───── Supplied data
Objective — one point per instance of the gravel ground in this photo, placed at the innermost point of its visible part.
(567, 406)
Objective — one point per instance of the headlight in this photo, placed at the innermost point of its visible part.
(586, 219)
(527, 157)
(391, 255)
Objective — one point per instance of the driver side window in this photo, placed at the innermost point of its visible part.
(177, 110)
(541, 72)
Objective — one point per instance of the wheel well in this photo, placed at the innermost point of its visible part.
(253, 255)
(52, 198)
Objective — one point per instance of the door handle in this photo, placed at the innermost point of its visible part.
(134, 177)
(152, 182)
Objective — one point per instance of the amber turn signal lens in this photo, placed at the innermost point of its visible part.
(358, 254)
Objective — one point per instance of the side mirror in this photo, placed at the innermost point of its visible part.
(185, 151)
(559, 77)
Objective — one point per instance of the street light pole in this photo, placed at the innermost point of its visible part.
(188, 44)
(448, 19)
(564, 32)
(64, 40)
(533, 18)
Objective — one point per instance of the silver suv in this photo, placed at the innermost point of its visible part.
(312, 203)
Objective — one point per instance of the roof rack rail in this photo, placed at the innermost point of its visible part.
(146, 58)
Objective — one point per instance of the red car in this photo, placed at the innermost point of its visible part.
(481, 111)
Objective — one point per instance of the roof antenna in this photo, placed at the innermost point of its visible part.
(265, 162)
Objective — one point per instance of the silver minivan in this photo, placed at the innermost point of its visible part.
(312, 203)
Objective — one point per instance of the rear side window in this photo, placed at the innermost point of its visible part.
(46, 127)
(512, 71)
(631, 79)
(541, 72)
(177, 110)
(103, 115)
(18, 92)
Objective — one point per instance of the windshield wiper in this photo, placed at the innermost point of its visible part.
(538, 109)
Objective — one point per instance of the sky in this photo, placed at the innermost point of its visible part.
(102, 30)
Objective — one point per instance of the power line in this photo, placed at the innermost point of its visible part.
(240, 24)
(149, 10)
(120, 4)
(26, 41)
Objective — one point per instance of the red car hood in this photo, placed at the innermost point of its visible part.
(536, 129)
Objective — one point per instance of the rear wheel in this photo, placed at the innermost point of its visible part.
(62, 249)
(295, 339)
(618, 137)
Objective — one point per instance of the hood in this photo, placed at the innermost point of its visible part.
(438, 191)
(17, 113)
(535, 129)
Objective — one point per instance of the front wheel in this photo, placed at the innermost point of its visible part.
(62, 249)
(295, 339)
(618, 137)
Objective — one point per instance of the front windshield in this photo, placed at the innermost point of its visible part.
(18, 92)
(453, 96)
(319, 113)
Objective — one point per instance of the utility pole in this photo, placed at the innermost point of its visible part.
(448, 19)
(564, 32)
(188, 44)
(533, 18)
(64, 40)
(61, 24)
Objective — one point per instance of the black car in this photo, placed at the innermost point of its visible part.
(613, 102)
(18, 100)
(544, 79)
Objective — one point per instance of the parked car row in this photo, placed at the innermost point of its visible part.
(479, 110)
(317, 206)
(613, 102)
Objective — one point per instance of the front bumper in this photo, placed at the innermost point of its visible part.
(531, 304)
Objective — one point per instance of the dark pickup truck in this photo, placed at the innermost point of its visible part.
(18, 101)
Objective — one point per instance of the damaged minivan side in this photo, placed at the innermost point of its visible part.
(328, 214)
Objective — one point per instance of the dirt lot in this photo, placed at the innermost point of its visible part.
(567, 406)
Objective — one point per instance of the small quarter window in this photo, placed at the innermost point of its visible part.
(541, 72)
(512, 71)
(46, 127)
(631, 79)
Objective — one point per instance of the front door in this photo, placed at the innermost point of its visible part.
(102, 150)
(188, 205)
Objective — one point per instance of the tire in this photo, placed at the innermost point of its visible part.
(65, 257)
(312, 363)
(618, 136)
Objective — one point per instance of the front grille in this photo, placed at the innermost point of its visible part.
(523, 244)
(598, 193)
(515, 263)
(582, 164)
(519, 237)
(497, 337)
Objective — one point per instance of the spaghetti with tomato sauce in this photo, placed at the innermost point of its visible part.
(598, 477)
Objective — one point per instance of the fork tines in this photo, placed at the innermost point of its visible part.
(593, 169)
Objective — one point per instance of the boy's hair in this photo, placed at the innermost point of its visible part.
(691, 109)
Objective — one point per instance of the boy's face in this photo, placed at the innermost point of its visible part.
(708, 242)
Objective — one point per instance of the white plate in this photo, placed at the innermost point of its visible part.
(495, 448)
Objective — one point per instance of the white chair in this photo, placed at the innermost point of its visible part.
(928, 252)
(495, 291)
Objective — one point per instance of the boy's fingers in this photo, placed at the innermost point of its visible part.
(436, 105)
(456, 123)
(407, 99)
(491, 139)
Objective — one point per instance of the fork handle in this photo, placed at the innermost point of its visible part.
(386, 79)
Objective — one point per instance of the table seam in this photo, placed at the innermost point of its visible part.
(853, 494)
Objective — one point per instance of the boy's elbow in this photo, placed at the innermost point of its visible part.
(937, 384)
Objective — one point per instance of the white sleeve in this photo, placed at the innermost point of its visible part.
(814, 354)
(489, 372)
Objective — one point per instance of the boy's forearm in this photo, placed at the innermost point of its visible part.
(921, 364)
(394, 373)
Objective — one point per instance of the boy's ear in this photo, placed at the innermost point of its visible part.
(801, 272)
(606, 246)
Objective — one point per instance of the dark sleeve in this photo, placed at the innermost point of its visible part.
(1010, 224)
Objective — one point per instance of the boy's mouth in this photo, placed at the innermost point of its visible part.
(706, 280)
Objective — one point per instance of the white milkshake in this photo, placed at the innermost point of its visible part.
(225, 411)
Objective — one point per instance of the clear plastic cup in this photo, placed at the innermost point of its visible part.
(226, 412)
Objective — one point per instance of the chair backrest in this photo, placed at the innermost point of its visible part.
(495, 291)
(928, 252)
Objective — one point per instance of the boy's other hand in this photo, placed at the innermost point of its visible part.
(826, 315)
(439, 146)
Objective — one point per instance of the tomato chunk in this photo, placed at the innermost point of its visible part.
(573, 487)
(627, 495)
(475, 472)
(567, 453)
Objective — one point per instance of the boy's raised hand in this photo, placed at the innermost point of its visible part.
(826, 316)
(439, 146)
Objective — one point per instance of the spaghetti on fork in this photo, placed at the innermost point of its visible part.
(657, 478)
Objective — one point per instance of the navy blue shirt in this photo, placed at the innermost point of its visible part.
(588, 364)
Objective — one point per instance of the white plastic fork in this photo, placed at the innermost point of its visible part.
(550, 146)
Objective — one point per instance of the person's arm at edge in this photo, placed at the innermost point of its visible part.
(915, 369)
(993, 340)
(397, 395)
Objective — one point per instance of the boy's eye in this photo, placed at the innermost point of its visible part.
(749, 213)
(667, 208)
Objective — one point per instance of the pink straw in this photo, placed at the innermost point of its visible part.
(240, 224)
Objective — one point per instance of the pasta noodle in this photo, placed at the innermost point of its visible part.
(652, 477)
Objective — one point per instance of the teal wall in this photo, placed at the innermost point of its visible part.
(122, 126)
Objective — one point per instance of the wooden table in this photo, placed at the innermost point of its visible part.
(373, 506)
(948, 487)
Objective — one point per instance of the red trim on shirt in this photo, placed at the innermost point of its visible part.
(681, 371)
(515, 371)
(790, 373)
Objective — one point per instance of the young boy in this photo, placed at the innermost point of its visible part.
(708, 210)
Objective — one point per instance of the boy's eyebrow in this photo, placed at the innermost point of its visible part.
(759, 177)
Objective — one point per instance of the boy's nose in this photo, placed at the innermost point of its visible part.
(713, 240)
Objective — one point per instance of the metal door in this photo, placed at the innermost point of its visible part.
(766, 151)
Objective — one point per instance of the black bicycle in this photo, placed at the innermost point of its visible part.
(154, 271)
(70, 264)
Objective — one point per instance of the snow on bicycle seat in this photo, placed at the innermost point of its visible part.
──────────
Work required:
Now write the data shown above out again, word for word.

Exercise result:
Objective — one point per instance of the gravel ground in this photo, placed at the innermost point of its visible part.
(567, 406)
Objective — one point per instance of the headlight in this photo, placed at the innermost point of its visible part.
(586, 219)
(527, 157)
(391, 255)
Objective — one point per instance of the driver side window in this photo, placed at the innermost point of its visible part.
(177, 110)
(541, 72)
Objective — one point per instance of the wheel well in this photo, placed at the innermost point of its visible part.
(253, 255)
(52, 198)
Objective — one point per instance of the door handle in this photo, placed at the innermost point of its visible part.
(134, 177)
(152, 182)
Objective — one point per instance of the amber turn signal lens in this photo, placed at the innermost point of its visible part.
(358, 254)
Objective — one point per instance of the side mirror in this photo, placed at the innermost point of its visible part.
(185, 151)
(559, 77)
Objective — one point per instance of the street light pole in this photo, placed at the innermost point of its visible part.
(188, 44)
(448, 19)
(564, 32)
(64, 40)
(533, 18)
Objective — one point per instance of the silver suv in this photo, placed at the innermost point of its visible part.
(312, 203)
Objective — one point per instance of the roof rack rail in this photo, placed at the innermost point of its visible part.
(146, 58)
Objective — one point per instance of the red car in this photo, placed at the innermost point of its visible part.
(481, 111)
Objective — one point per instance of the roof antenna in this photo, placed at the innermost point of its visible part.
(265, 162)
Objective — one point per instance of the silver minivan in this photo, placed at the innermost point of its visible part.
(312, 203)
Objective — one point per instance of the rear side window in this photo, placed at the innermost point of its visible part.
(46, 127)
(512, 71)
(631, 79)
(541, 72)
(177, 110)
(103, 115)
(18, 92)
Objective — one point per instance of the windshield wiper in this photo, placed at the innermost point of its visible part.
(538, 109)
Objective — one point per instance of the sky in this photo, placed at the innermost point of its visible part.
(102, 30)
Objective — one point per instance of the power line in this photo, placed at the innermost point of its visible part.
(240, 24)
(149, 10)
(120, 4)
(26, 41)
Objective — one point per instance of the red car hood in this photo, placed at the innermost point of its visible part.
(536, 129)
Objective — one point per instance of the rear wheel in this photo, placed at the innermost point of its visible part.
(62, 249)
(295, 339)
(618, 137)
Objective — one point per instance of the hood in this photo, placed at the innermost point of its visible part.
(438, 191)
(17, 113)
(535, 129)
Objective — one point per instance of the front wheel in this photo, placed at the innermost point of its visible part.
(62, 249)
(295, 339)
(618, 137)
Objective — one point per instance of the front windshield in this photo, placed at the innermost point of its visible part.
(18, 92)
(453, 96)
(319, 113)
Objective — one point per instance of the utility pole in this photo, placed at the innermost point of its visible part.
(448, 19)
(564, 32)
(188, 44)
(533, 18)
(64, 40)
(61, 24)
Objective — one point per instance of the black car in this photo, placed at the innermost point of its visible part.
(613, 102)
(18, 100)
(544, 79)
Objective — one point per instance of the parked car row in this photo, placed at the innermost point of its visible part.
(479, 110)
(317, 206)
(613, 102)
Objective — one point per instance of the front bumper in this photo, placed at the innermost point of its visible part.
(531, 304)
Objective — one point per instance of the dark pickup truck in this photo, placed at the innermost point of its visible part.
(18, 101)
Objective — one point per instance of the damaged minivan side in this photo, placed at the innermost point of its visible part.
(328, 214)
Objective — one point per instance of the dirt lot in this photo, placed at the innermost point of its visible part.
(567, 406)
Objective — one point per instance of the small quarter window in this photo, placed at the innermost point of its visible part.
(541, 72)
(512, 71)
(46, 127)
(631, 79)
Objective — one point per instance of the front door in this photo, placed at the innermost point of its visible part.
(102, 150)
(188, 205)
Objective — one point per instance of the tire in this photo, placed at the innermost point of its visible part.
(65, 257)
(312, 363)
(618, 136)
Objective — one point per instance of the front grille in this photo, placed at the innermost point of its visible part.
(523, 244)
(598, 193)
(515, 263)
(582, 164)
(519, 237)
(497, 337)
Objective — one point per instance of the spaghetti with tomato sauce in this photo, placed at the innermost point of its visible part.
(598, 477)
Objective — one point per instance of the fork tines in this photo, placed at the innermost point of its visible part.
(593, 169)
Objective — one point per instance of the boy's hair in this photo, placed at the innermost point of its visible part.
(691, 109)
Objective — one point per instance of the boy's face in this photo, placed at the innermost point of its visible part.
(708, 242)
Objective — one point per instance of the white plate in this photo, placed at the innermost point of its visible part.
(495, 448)
Objective — one point per instance of the white chair in this photo, placed at the innermost point of its visible part.
(928, 252)
(495, 291)
Objective — one point per instance of the boy's fingers in this photo, placed at the innermost point of its visible part.
(436, 105)
(456, 123)
(407, 99)
(491, 139)
Objective — one point per instance of the fork handle in this photo, placed at the innermost point of its visible part.
(386, 79)
Objective — one point per instance of the table seam in this photo, placed at the innermost point of its visible part.
(853, 494)
Objective — one point per instance of the boy's elbow in this photo, placed at the innermost point of its visible part.
(937, 384)
Objective — one point per instance of the white sleeve in this photo, placed at the innermost point of its visible part.
(814, 354)
(489, 372)
Objective — one point per instance of the boy's forearm in this photo, placed at the innermost point of its visible part.
(921, 364)
(394, 373)
Objective — one point per instance of the boy's ear in this photo, placed at the innermost point of its visible part.
(801, 272)
(606, 246)
Objective — one point per instance of the dark sleeve in this photo, placed at the innermost point of its visible part.
(1010, 224)
Objective — one point per instance of the boy's mouth in this photo, placed at the innermost point of its visible part.
(706, 280)
Objective — one point per instance of the white milkshake in this photo, placed at the innermost point of its visible part.
(225, 411)
Objective — one point per instance of the clear plastic cup in this photo, placed at the innermost point of its visible part.
(226, 412)
Objective — one point per instance of the chair backrest in this photo, placed at the innermost point of its visible part.
(495, 291)
(928, 252)
Objective — one point per instance of the boy's other hand in this photo, placed at the innermost point of its visible part.
(826, 315)
(439, 146)
Objective — one point per instance of the tomato chunk in this photo, placed at the innermost point of its visible part.
(573, 487)
(627, 495)
(475, 472)
(567, 453)
Objective — one point per instance of the boy's raised hand in this photo, placed at the innermost point of its visible part.
(826, 316)
(439, 146)
Objective — one point per instance of the spaghetti on fork in this photo, placed at the innermost point of its visible part.
(657, 478)
Objective — one point per instance of the navy blue shirt in this photo, placed at the innermost point of its visible part.
(588, 364)
Objective — one point per instance of the white plastic fork in this photo, placed at the innermost point of its visible part.
(550, 146)
Objective — one point per instance of the person's arm at edge in this photo, placed at the innermost point of its visible part.
(915, 369)
(993, 340)
(397, 395)
Objective — one point per instance of the boy's eye in this photo, placed at the innermost point of its visible part.
(749, 213)
(667, 208)
Objective — one point per instance of the pink straw in this photo, placed at the innermost point of its visible part.
(240, 224)
Objective — one point per instance of the pasta noodle in this photo, placed at the innermost point of its visible part.
(652, 477)
Objective — one point per instance of the teal wall in this photo, placed at the innermost point of its visible part.
(122, 126)
Objective — one point per instance of the wooden table in this photo, placed at the innermost point of its visible part.
(373, 506)
(948, 487)
Objective — one point per instance of the red trim on shirt in this photo, placed at the innermost point of its visible part.
(681, 371)
(515, 371)
(790, 373)
Objective — one point per instance of the young boy in this photo, placed at the innermost point of its visible part.
(708, 210)
Objective — one point per instance of the boy's eyebrow in this photo, placed at the innermost point of its visible part.
(759, 177)
Objective — one point per instance of the boy's nose in this photo, placed at the innermost point of its visible part.
(713, 240)
Objective — one point per instance of the metal door in this photo, placed at the innermost point of its visible part.
(766, 151)
Objective — one point per instance of the black bicycle in this photo, placed at the innermost point of its visible part.
(154, 271)
(70, 264)
Objective — one point per instance of the snow on bicycle seat in this photo, placed at the innermost point of its visible part.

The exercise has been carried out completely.